- _Given exercise_: Copy exactly the lines from the one containing "field in the photo above." through the last line of the records, both included, and nothing more.

____ Information provided

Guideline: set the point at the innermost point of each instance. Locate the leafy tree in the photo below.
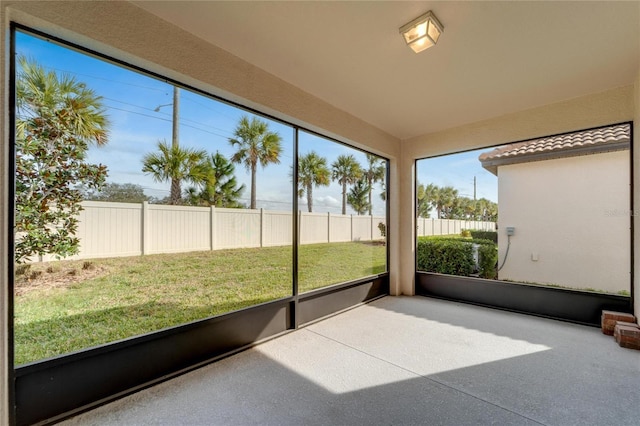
(118, 193)
(176, 164)
(374, 173)
(255, 144)
(358, 196)
(221, 188)
(425, 197)
(312, 171)
(346, 171)
(57, 119)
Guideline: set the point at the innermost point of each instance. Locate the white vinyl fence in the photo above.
(130, 229)
(428, 227)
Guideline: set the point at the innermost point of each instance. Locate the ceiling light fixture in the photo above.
(423, 32)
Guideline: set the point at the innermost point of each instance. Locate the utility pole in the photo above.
(176, 117)
(176, 190)
(474, 188)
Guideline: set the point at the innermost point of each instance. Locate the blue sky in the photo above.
(458, 170)
(131, 98)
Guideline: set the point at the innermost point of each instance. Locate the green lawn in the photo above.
(66, 306)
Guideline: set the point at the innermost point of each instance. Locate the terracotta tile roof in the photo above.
(604, 139)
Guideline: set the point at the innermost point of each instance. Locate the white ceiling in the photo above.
(493, 57)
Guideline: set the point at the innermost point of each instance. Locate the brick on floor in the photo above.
(627, 335)
(609, 319)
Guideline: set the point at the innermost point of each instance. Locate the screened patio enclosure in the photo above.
(333, 78)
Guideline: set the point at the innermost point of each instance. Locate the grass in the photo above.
(61, 307)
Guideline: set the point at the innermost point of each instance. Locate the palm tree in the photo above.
(312, 171)
(448, 197)
(57, 119)
(176, 164)
(425, 196)
(375, 173)
(221, 188)
(346, 171)
(357, 197)
(44, 97)
(256, 144)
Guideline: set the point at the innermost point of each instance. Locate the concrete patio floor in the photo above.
(404, 360)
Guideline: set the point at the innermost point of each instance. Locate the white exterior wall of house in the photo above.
(571, 219)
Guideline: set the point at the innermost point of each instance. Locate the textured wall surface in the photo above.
(571, 219)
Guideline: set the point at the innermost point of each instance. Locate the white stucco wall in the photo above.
(592, 110)
(571, 219)
(636, 198)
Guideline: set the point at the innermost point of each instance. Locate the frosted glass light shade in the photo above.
(423, 32)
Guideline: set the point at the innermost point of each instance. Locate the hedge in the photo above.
(487, 260)
(445, 256)
(454, 256)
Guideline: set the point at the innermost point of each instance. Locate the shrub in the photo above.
(445, 256)
(485, 235)
(383, 229)
(487, 260)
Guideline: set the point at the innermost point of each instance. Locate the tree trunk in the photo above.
(253, 186)
(370, 205)
(176, 192)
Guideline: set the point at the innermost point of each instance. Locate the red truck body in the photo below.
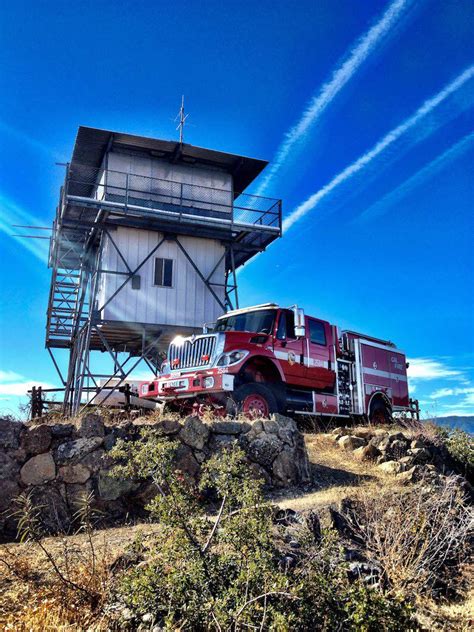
(269, 359)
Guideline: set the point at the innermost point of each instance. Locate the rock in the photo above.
(75, 450)
(97, 460)
(194, 433)
(36, 439)
(410, 476)
(111, 488)
(74, 473)
(259, 473)
(257, 427)
(90, 425)
(367, 453)
(51, 500)
(285, 469)
(8, 467)
(8, 491)
(38, 470)
(62, 431)
(77, 493)
(230, 427)
(398, 448)
(271, 426)
(391, 467)
(363, 433)
(263, 449)
(420, 455)
(350, 442)
(185, 461)
(10, 433)
(169, 426)
(221, 442)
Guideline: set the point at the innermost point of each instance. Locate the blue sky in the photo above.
(365, 110)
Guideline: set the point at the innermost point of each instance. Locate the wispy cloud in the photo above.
(430, 369)
(15, 385)
(428, 171)
(11, 213)
(450, 392)
(382, 145)
(365, 47)
(27, 139)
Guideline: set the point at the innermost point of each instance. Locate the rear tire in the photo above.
(252, 400)
(380, 414)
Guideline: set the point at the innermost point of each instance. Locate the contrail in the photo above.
(427, 107)
(428, 171)
(364, 47)
(11, 213)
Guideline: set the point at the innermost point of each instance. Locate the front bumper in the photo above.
(181, 384)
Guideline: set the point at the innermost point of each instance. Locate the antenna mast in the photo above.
(182, 120)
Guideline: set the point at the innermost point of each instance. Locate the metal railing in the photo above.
(136, 191)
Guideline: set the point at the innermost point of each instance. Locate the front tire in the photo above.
(253, 400)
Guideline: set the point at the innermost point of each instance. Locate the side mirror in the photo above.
(300, 330)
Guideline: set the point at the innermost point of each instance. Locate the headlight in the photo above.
(232, 357)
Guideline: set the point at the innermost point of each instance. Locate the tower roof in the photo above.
(92, 143)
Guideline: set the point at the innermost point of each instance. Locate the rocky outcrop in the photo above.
(60, 462)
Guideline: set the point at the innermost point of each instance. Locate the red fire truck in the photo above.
(267, 359)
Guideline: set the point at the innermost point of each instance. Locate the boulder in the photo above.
(420, 455)
(36, 439)
(8, 467)
(8, 491)
(194, 433)
(350, 442)
(111, 488)
(285, 470)
(78, 473)
(10, 433)
(263, 449)
(97, 460)
(367, 453)
(272, 426)
(38, 470)
(62, 431)
(75, 450)
(230, 427)
(391, 467)
(90, 425)
(185, 461)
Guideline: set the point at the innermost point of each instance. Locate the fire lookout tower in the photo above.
(146, 242)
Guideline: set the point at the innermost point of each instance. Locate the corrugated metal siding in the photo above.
(188, 303)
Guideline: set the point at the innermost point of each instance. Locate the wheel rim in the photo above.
(255, 405)
(378, 417)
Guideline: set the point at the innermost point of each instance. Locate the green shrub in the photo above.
(460, 446)
(229, 572)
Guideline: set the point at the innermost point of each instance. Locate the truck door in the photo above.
(288, 349)
(319, 370)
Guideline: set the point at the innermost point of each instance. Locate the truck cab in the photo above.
(266, 359)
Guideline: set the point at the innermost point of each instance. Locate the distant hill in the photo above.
(465, 423)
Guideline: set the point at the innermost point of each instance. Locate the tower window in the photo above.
(163, 272)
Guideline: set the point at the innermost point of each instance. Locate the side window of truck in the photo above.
(286, 326)
(317, 334)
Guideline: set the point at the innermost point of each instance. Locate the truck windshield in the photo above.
(260, 321)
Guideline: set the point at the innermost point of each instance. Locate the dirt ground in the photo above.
(26, 573)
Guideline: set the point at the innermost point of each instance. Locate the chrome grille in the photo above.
(190, 354)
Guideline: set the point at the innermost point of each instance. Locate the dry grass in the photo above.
(32, 598)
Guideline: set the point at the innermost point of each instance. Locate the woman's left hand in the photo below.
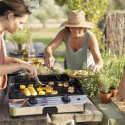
(95, 68)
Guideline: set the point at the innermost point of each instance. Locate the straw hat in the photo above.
(76, 18)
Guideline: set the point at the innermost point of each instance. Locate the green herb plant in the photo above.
(21, 37)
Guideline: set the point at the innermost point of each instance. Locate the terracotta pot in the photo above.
(105, 97)
(113, 91)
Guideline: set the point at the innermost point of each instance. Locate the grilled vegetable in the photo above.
(27, 92)
(48, 91)
(39, 89)
(30, 85)
(42, 93)
(22, 86)
(32, 91)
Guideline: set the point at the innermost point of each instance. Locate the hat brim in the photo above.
(84, 24)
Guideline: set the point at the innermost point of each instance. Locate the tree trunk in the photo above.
(19, 47)
(44, 25)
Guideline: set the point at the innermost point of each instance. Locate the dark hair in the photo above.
(16, 6)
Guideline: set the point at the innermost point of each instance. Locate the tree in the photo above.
(48, 9)
(118, 4)
(94, 10)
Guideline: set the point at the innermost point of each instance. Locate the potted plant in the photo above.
(114, 86)
(21, 37)
(104, 85)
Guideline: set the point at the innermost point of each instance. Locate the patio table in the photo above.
(90, 114)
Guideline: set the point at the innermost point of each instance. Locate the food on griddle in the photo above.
(39, 89)
(60, 84)
(30, 85)
(71, 87)
(41, 93)
(48, 86)
(51, 83)
(39, 86)
(44, 88)
(66, 84)
(22, 86)
(32, 91)
(48, 91)
(82, 73)
(27, 92)
(71, 90)
(54, 92)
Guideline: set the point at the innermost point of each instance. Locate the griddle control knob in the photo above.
(66, 99)
(32, 101)
(78, 99)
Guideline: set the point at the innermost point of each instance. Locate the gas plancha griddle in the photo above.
(61, 102)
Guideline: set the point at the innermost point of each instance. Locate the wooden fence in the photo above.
(114, 31)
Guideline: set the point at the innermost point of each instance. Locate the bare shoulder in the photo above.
(93, 40)
(63, 34)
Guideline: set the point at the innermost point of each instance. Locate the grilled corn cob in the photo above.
(27, 92)
(32, 91)
(39, 89)
(42, 93)
(30, 85)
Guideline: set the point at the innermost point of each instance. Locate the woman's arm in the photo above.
(120, 96)
(14, 60)
(49, 59)
(94, 48)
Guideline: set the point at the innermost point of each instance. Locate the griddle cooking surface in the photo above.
(16, 81)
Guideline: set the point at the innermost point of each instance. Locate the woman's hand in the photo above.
(95, 68)
(49, 61)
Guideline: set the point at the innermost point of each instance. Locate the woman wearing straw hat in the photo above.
(13, 14)
(82, 50)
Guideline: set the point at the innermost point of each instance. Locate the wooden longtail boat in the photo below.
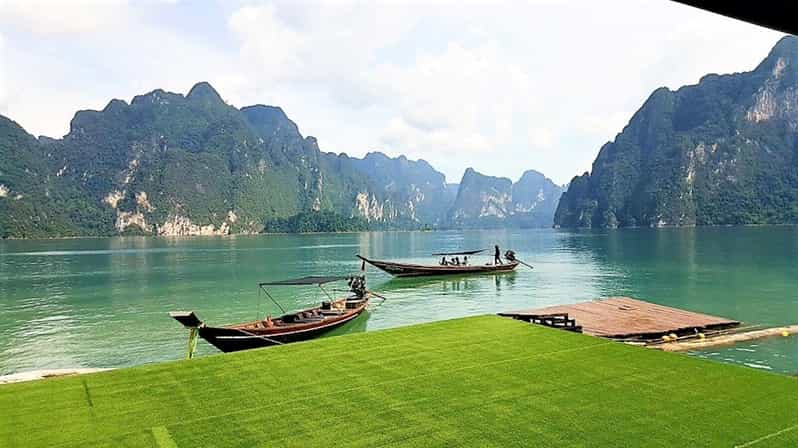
(290, 327)
(419, 270)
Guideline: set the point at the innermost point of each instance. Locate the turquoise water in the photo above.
(104, 302)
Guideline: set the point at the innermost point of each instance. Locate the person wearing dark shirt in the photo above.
(497, 256)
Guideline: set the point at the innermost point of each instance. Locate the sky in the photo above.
(502, 87)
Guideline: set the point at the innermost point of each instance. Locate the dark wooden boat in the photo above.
(290, 327)
(419, 270)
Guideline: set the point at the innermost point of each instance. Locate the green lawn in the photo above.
(483, 381)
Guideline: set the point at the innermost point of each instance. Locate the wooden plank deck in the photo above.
(627, 318)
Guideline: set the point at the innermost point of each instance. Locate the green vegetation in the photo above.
(316, 222)
(196, 161)
(720, 152)
(483, 381)
(496, 202)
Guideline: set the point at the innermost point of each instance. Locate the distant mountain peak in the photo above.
(204, 91)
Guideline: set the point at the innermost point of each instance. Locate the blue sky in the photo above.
(502, 86)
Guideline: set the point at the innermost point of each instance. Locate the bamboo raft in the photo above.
(627, 319)
(648, 324)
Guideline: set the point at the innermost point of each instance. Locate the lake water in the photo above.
(104, 302)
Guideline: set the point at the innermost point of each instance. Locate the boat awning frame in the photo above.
(465, 252)
(309, 280)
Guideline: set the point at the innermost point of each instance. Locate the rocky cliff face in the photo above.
(486, 201)
(720, 152)
(173, 164)
(413, 190)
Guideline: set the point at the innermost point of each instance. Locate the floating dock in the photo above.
(624, 318)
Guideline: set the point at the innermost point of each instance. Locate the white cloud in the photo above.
(502, 86)
(62, 17)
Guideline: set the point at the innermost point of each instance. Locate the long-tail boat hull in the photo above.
(419, 270)
(301, 326)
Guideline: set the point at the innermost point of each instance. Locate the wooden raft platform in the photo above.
(627, 318)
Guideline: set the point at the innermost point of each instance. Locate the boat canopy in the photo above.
(310, 280)
(465, 252)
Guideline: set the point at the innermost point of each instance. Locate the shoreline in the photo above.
(42, 374)
(553, 228)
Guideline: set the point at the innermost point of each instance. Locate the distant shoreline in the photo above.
(562, 229)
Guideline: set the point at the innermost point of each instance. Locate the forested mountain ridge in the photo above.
(173, 164)
(723, 151)
(487, 201)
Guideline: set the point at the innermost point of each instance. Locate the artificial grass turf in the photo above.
(482, 381)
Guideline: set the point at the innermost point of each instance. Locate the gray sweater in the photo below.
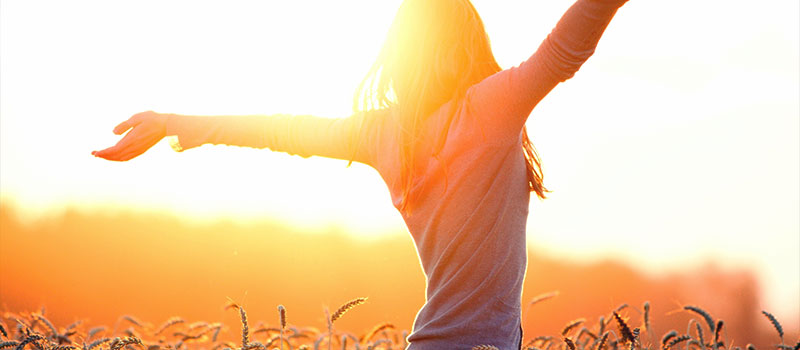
(470, 202)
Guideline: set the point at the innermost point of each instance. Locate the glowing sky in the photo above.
(679, 140)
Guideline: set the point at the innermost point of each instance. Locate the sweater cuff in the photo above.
(175, 127)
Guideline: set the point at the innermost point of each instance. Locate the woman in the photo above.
(445, 129)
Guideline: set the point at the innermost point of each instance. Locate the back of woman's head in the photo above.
(434, 51)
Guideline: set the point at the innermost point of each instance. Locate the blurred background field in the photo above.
(673, 156)
(99, 266)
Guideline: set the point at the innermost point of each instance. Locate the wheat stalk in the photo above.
(602, 342)
(169, 323)
(376, 329)
(485, 347)
(32, 338)
(346, 307)
(775, 323)
(8, 344)
(282, 317)
(677, 340)
(701, 312)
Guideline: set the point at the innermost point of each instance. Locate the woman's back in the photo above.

________

- _Solution for this problem_:
Guideline: set the point at the innermost point of each instance. Locate the blurred background field in the photo above.
(673, 156)
(99, 266)
Guideline: set the point at the innermost point of each instance. Locate the wheat stalk in the photo above.
(602, 342)
(169, 323)
(376, 329)
(485, 347)
(32, 338)
(346, 307)
(775, 323)
(8, 344)
(282, 317)
(677, 340)
(701, 312)
Guideline: set the point at the innermost point of each instance. Locate the woman's back in the photo above.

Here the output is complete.